Goal of the exercise:
Rewrite the lines below as a numbered list, starting at the line containing "Mark each instance of the wooden closet" and ending at the last line, both included. Skip any blank lines and leave the pictures out.

Excerpts from point annotation data
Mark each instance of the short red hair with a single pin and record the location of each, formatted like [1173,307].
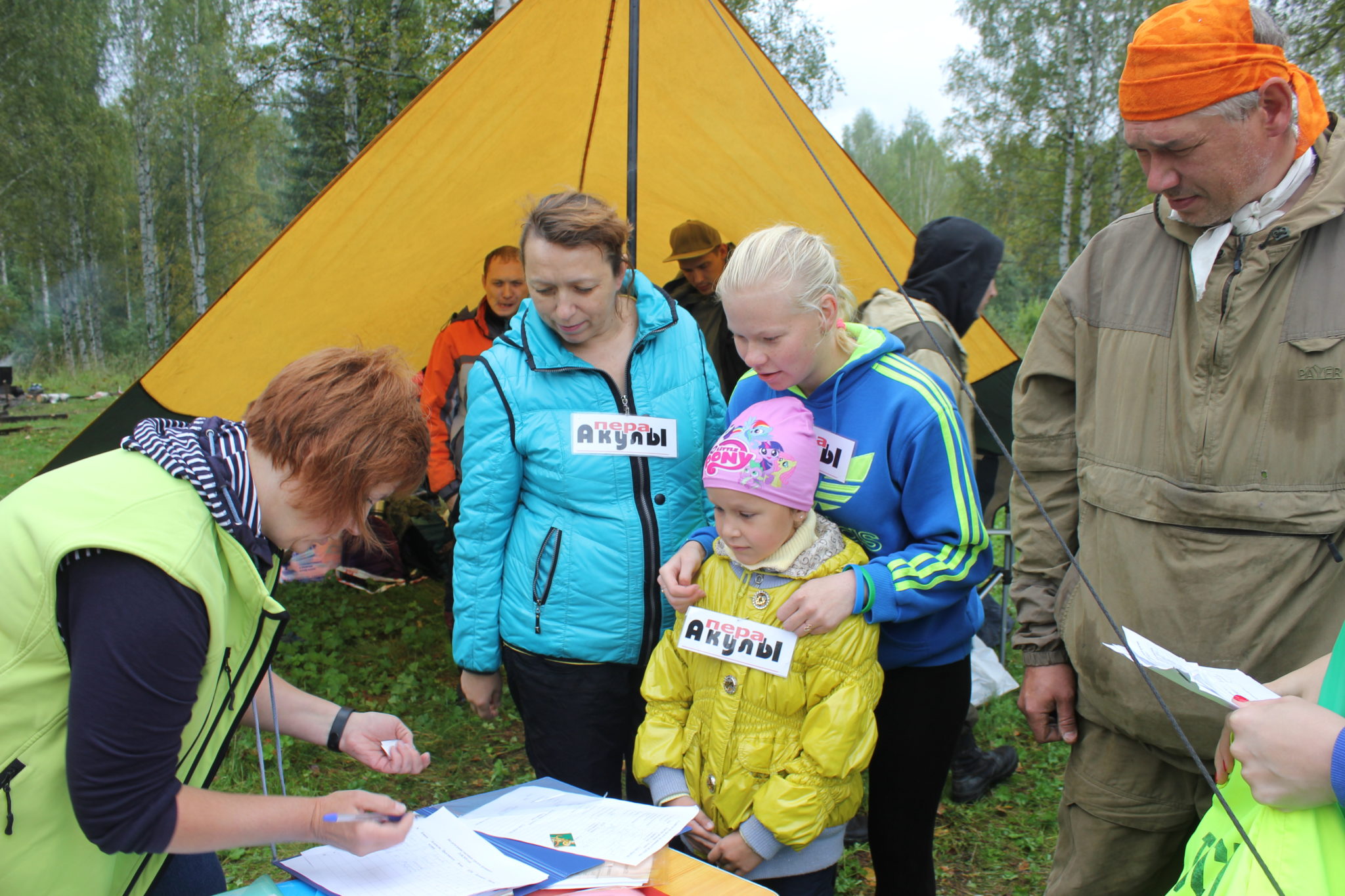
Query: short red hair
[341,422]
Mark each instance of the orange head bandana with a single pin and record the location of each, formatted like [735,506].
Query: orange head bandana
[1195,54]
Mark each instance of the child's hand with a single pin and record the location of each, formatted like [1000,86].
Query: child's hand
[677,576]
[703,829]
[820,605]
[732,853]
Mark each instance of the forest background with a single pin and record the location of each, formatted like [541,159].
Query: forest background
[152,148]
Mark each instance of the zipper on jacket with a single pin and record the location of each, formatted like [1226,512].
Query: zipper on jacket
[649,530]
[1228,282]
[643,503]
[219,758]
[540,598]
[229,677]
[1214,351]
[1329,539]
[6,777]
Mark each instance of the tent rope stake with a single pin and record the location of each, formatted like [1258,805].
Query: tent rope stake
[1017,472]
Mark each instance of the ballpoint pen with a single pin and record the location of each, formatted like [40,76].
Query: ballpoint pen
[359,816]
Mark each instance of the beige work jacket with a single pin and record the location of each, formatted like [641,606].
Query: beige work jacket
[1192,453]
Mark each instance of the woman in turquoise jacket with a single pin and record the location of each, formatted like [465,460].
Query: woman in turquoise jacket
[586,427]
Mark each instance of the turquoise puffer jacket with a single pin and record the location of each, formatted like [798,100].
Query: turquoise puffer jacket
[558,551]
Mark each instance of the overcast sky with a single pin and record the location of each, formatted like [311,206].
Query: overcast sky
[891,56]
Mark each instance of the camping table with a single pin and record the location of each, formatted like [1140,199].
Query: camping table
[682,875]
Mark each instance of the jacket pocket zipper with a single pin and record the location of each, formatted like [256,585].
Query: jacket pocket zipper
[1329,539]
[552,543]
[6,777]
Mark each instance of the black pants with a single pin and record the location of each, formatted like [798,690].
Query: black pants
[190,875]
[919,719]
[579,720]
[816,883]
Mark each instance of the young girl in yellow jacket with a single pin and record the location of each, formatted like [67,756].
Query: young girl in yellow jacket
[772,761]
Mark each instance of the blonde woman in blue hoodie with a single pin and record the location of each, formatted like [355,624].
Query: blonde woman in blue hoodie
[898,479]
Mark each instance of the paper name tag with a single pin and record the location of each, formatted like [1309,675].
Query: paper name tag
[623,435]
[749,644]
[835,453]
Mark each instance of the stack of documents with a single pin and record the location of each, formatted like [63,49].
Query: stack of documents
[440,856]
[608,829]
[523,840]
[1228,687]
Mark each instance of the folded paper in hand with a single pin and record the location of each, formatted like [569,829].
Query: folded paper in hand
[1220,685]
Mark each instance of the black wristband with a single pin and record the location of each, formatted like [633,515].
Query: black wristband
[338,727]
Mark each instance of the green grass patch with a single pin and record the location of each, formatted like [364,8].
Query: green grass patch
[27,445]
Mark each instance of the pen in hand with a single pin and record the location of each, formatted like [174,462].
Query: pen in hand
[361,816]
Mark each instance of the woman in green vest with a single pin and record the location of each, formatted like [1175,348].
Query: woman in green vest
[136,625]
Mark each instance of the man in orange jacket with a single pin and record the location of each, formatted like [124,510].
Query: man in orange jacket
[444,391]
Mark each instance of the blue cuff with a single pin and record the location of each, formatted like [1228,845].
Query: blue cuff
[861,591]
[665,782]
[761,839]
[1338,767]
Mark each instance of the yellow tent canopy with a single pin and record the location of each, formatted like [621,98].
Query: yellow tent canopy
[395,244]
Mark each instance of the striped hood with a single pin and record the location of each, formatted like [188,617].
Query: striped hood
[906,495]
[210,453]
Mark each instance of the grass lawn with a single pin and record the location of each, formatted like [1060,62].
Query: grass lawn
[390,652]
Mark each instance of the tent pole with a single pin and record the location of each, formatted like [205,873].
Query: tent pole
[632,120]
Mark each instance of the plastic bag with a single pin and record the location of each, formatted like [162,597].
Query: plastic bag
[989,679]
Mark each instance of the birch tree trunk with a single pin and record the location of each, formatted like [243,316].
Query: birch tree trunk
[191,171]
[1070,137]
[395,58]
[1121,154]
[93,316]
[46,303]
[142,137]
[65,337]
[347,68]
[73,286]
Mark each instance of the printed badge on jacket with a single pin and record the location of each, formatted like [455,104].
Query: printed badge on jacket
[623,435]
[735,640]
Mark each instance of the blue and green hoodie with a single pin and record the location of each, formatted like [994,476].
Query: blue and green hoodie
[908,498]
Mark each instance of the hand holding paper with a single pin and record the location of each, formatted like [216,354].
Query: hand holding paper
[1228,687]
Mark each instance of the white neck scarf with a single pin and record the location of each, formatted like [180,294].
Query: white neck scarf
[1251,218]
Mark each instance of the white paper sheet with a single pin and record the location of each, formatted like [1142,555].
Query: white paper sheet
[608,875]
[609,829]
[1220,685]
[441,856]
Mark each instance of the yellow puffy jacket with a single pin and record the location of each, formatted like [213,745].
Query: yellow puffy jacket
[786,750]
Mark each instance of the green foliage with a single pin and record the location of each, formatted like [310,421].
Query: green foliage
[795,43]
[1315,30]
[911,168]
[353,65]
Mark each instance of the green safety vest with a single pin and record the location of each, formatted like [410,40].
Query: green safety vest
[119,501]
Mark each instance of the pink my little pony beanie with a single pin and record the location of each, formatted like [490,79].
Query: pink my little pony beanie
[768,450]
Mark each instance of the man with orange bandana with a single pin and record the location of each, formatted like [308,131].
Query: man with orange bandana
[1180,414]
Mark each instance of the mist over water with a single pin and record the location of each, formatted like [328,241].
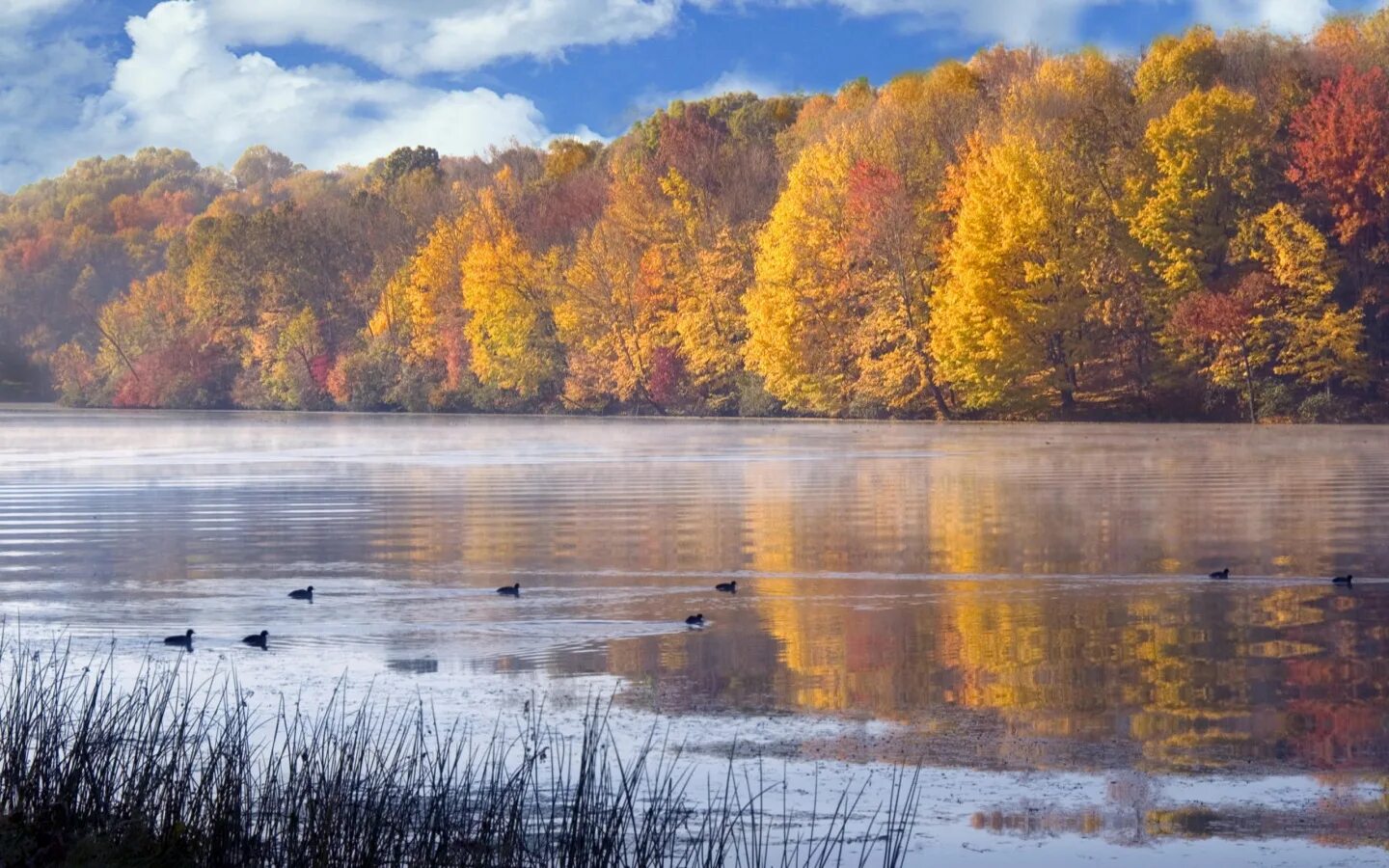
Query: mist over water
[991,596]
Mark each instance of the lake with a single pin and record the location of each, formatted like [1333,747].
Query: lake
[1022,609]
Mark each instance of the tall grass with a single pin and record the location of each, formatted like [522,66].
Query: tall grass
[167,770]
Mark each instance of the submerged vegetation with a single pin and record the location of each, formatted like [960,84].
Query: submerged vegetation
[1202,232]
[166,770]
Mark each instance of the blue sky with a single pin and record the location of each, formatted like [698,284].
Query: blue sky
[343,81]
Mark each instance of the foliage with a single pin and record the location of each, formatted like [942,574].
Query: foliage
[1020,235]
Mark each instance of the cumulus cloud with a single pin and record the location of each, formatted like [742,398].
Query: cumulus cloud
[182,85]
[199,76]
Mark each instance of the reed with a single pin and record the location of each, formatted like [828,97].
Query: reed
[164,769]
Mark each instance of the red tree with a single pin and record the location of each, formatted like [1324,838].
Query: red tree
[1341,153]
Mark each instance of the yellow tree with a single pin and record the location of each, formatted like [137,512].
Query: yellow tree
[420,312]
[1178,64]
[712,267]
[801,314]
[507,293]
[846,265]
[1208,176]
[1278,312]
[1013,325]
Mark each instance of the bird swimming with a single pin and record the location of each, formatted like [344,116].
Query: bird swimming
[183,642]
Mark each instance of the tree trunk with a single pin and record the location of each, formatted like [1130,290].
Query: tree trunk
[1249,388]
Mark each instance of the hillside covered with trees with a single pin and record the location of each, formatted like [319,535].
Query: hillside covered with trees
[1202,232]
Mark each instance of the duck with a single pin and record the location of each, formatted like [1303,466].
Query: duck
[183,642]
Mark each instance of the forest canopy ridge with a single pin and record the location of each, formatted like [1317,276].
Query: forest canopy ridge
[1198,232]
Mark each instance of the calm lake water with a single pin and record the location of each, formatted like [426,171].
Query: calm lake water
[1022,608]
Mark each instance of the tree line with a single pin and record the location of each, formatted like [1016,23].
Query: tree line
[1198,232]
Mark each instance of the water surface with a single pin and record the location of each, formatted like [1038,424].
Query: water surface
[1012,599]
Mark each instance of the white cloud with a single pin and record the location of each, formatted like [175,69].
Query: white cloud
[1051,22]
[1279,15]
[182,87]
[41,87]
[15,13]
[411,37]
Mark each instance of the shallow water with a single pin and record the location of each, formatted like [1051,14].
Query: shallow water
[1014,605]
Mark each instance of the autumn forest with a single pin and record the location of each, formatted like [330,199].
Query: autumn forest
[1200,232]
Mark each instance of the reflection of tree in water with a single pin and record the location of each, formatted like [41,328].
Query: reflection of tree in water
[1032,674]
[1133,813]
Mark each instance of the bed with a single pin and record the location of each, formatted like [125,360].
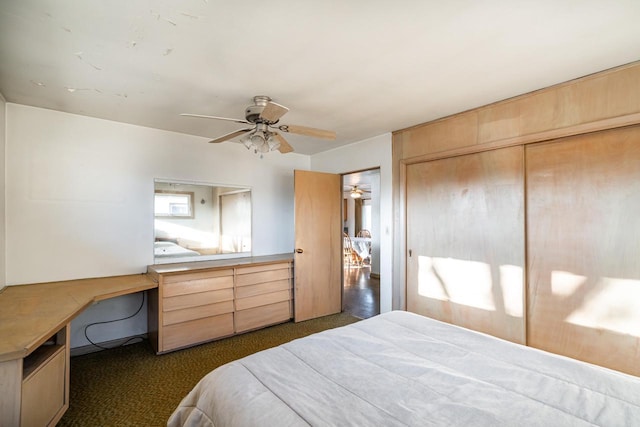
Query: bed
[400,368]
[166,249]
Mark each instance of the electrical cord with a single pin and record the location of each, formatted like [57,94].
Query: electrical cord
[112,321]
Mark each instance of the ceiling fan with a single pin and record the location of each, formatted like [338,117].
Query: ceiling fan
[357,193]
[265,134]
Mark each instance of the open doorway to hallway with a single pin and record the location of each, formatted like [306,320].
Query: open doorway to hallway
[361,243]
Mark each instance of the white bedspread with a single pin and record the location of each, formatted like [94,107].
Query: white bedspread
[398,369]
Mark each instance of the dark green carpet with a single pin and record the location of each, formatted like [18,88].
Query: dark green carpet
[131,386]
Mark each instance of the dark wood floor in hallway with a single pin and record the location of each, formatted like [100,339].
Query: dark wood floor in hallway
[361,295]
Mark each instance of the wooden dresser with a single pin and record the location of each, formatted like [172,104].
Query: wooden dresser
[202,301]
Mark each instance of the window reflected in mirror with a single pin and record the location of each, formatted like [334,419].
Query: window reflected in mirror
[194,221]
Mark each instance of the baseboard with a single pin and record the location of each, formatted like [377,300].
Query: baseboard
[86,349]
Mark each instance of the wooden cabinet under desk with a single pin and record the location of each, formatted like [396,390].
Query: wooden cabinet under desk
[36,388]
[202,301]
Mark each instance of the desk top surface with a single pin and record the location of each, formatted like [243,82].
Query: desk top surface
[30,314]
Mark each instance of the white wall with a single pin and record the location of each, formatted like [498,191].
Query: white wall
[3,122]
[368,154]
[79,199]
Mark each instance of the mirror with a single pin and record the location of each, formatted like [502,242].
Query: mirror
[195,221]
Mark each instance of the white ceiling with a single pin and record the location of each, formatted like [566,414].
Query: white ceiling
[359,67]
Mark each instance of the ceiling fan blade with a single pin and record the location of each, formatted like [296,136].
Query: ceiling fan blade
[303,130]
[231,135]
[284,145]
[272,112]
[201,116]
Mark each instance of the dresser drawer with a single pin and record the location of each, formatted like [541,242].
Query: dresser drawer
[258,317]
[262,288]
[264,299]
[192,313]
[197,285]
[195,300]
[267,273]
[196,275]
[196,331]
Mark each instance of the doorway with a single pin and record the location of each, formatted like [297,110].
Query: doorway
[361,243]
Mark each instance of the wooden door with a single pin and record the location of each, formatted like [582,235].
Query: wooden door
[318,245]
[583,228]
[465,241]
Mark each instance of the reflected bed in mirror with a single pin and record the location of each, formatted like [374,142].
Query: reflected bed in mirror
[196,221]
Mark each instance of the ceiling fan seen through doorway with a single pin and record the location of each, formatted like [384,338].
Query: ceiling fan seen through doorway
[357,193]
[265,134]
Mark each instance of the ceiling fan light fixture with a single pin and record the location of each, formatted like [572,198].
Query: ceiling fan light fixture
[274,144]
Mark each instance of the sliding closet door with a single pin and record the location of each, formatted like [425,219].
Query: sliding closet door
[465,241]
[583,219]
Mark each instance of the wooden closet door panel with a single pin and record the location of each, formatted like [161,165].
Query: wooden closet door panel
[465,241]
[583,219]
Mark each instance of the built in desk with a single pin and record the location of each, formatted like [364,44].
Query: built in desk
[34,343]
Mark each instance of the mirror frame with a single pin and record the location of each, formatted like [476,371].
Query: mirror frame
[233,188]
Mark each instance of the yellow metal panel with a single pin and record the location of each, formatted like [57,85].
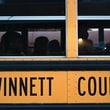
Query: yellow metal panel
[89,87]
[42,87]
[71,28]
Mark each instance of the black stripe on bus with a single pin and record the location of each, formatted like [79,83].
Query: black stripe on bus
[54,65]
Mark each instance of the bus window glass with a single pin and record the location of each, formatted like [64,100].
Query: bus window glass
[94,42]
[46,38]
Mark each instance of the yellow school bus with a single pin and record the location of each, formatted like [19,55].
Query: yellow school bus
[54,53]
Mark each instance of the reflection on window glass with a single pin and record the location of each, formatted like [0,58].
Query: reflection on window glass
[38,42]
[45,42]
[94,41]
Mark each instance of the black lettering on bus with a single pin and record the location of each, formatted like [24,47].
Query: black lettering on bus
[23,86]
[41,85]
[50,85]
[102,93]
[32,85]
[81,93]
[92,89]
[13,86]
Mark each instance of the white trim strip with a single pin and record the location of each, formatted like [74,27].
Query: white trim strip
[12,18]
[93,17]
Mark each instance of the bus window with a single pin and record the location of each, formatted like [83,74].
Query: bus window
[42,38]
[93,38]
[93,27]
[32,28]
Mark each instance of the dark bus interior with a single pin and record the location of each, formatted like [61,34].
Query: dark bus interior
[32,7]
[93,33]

Expected answer:
1. Mark each instance of the wooden closet door panel with a single pin and record the location of each, formatted like [161,165].
2. Query: wooden closet door panel
3. [465,241]
4. [583,219]
5. Mark each instance of the built in desk with a single pin and record the location of each, formatted like [364,44].
6. Query: built in desk
7. [34,343]
8. Mark each instance of the mirror frame with a single pin and record the location of each, formatted like [476,371].
9. Query: mirror frame
10. [233,188]
11. Mark each instance of the yellow metal panel with a single pin and record the location of each, formatted like [57,85].
12. Query: yellow metal panel
13. [89,87]
14. [42,87]
15. [71,28]
16. Mark each instance of the black stripe on bus with a single pin and record the location of each, formatted like [79,83].
17. Query: black stripe on bus
18. [54,65]
19. Mark each instance of the bus window glass with a single pin and record the location of each, formatted like [64,100].
20. Query: bus window glass
21. [94,42]
22. [46,38]
23. Mark each instance of the yellow school bus with a single pin and record the location of each, formatted like [19,55].
24. Query: yellow school bus
25. [54,53]
26. Mark each instance of the reflection on window glass with a single pin and record the location of each, formatted like [0,58].
27. Query: reflection on window glass
28. [38,42]
29. [45,42]
30. [94,41]
31. Mark each instance of the black lettering on bus with a single pin and record the location of each, formatted like [24,47].
32. Query: black lettering on bus
33. [23,86]
34. [41,85]
35. [50,85]
36. [102,93]
37. [32,85]
38. [81,93]
39. [92,89]
40. [13,86]
41. Mark each instance of the white trim strip with a single pin and record the location of each, formatted like [74,27].
42. Query: white trim strip
43. [12,18]
44. [93,17]
45. Mark each instance of the bus window with a single pin and record the location of each, formatted like [83,74].
46. Query: bus window
47. [42,38]
48. [93,38]
49. [93,27]
50. [32,28]
51. Mark each instance of the dark bus interior with a single pin and record the location of each, formatted like [61,34].
52. Query: dark bus interior
53. [32,7]
54. [93,33]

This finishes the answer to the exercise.